→ **Work instructions**: Set out the lines below as a numbered list, skipping any blank ones.

→ **Recorded information**:

◆ ◆ ◆ ◆ ◆

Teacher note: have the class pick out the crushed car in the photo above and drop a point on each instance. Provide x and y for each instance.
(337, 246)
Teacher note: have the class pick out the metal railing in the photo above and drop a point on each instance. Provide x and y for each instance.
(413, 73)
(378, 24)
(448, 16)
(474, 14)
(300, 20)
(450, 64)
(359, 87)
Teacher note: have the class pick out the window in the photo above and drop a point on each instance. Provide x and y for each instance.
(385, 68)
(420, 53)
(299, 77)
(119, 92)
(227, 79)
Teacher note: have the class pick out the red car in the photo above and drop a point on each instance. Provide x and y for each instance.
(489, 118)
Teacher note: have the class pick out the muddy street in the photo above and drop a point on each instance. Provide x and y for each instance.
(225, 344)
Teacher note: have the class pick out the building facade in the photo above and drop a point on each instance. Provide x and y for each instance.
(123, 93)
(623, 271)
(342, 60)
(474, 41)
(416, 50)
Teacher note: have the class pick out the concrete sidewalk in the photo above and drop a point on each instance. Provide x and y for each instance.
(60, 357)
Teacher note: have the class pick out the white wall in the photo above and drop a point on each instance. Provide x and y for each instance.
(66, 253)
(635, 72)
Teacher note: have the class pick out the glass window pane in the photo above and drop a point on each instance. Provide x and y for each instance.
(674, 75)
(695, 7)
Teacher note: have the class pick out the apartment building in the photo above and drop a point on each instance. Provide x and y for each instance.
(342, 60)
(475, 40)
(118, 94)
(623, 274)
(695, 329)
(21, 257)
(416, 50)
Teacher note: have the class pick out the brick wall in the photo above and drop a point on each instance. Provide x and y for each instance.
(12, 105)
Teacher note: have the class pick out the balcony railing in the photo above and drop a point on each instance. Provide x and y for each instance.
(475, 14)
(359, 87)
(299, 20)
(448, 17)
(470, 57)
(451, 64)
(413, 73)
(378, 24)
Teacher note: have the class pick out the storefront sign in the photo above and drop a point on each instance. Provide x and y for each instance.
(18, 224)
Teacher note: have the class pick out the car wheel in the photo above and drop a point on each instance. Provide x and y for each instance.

◆ ◆ ◆ ◆ ◆

→ **Full response**:
1. Teacher note: have the class pick out the crushed car in the photo above and drop a point on each instance. Provide x and y for each instance.
2. (337, 246)
3. Teacher note: have the class pick out the metal railing in the photo above and drop a point on each instance. Provide x and y for each instance.
4. (413, 73)
5. (378, 24)
6. (448, 16)
7. (474, 14)
8. (300, 20)
9. (450, 64)
10. (359, 87)
11. Teacher note: have the class pick out the window in the photo above and drop a point on each instance. Provide x and y for each instance.
12. (385, 68)
13. (420, 53)
14. (299, 77)
15. (119, 92)
16. (227, 79)
17. Teacher note: have the class pick out the red car in the photo above and drop a point on each instance. Provide x and y for each instance.
18. (489, 118)
19. Teacher note: have the class pick out the muddy street in the photo above and drop a point on each instance. Provide x and y for each instance.
20. (225, 344)
21. Teacher note: have the class pick out the building facade in the photo above and drop a point on each instance. Provide x and y for each instance.
22. (123, 93)
23. (623, 271)
24. (342, 60)
25. (474, 41)
26. (416, 50)
27. Teacher note: have the class pick out the concrete sidewalk in the photo above and drop a point on each instance. Provide x and y for each instance.
28. (60, 357)
29. Teacher note: have the class pick out the white wall in the photo above and drop a point on each instance. Provide x and y for each instance.
30. (66, 253)
31. (635, 72)
32. Teacher note: have the class pick out the glass window pane in the photo above and drop a point on each instance. Provide x and y for each instance.
33. (674, 75)
34. (695, 7)
35. Teacher note: have the class pick out the apartment building in the photo above and drop a point on each instance. Provide x and y for each instance.
36. (342, 60)
37. (475, 40)
38. (118, 94)
39. (623, 274)
40. (695, 329)
41. (21, 257)
42. (416, 50)
43. Teacher note: have the class pick out the brick wall in the photo above and drop a point on each instance. Provide x and y for each instance.
44. (12, 105)
45. Teacher note: have the class pick out the balcony railing in the photo above and drop a point on each instance. Provide x and y for each instance.
46. (475, 14)
47. (359, 87)
48. (299, 20)
49. (448, 17)
50. (470, 57)
51. (451, 64)
52. (413, 73)
53. (378, 24)
54. Teacher note: have the class pick out the storefront sign in the photo above and drop a point on each instance. Provide x and y for each instance.
55. (18, 224)
56. Teacher note: have the class pick out the car wheel in the photo above and drop a point on each instance. Provide x and y for each instance.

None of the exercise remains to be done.